• **Location identification records**
..............................

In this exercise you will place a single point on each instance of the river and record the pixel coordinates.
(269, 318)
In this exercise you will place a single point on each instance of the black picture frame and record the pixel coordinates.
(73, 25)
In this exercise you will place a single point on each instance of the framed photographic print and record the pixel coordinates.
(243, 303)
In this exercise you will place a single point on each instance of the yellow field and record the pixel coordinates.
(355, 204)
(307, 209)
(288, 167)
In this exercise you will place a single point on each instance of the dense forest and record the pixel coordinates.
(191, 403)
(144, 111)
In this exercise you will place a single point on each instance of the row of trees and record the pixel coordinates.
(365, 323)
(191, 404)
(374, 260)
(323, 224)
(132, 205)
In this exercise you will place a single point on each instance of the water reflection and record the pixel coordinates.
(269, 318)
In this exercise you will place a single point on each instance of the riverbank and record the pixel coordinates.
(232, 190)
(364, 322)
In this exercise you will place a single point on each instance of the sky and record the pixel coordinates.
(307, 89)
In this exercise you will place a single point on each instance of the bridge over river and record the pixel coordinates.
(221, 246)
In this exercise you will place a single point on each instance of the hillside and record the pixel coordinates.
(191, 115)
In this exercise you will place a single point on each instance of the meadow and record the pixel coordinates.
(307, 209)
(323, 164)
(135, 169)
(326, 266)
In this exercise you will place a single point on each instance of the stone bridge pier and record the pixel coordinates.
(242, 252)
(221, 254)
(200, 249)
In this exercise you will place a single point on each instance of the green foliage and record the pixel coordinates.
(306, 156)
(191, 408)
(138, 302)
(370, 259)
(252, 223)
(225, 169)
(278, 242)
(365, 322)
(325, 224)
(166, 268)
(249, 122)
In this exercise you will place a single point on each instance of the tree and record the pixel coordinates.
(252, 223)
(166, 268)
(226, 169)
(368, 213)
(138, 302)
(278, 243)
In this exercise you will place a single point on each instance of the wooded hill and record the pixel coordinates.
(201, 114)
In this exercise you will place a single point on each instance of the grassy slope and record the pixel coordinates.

..............................

• **DO THIS**
Reproduce the records verbatim, beginning with the line that contains "over river and record the pixel coordinates." and continuing through the final line of the records, both ends included.

• **ANSWER TO THE EXERCISE**
In this exercise you will place a single point on each instance of the bridge over river and record the pixel coordinates.
(221, 246)
In this exercise you will place a single point on each instance of the hillside and record the pixel coordinates.
(191, 115)
In this exercise you will place a single point on each instance of the meadow and record the pixel coordinates.
(307, 209)
(323, 164)
(135, 169)
(326, 266)
In this exercise you will place a single point on each instance of the stone bridge pier and record the pixel coordinates.
(242, 252)
(221, 254)
(200, 249)
In this exercise you will place a single point on each instance of the green foliage and record the pixel coordinates.
(306, 156)
(191, 408)
(138, 302)
(370, 259)
(252, 223)
(225, 169)
(278, 242)
(365, 322)
(325, 224)
(166, 268)
(249, 122)
In this exercise you will place a single point on each instance of the tree and record the pixel coordinates.
(252, 223)
(166, 268)
(226, 169)
(368, 213)
(138, 302)
(278, 243)
In this exercise you will place a single point on each instance of the wooded hill and record the pixel coordinates.
(201, 114)
In this exercise you will place a single point on each instance of the grassy slope and record the pixel coordinates.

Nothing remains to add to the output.